[Rows from a dataset]

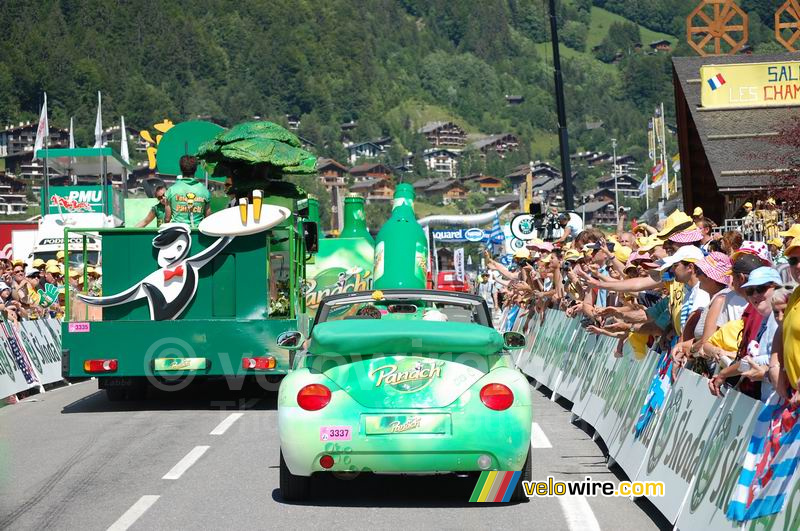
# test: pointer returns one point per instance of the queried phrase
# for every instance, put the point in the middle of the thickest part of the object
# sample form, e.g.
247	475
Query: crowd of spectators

● **Given request**
Rewrite the records above with "thickest part" changed to "widest part" and nothing else altered, and omit the pictures from your answer.

● **Solution to the problem**
# test: pointer returns one point per instance of the queried phrase
# for every instance, put the point in the middle of the widest part of the object
# sample form, e.g.
247	475
Query: crowd of spectators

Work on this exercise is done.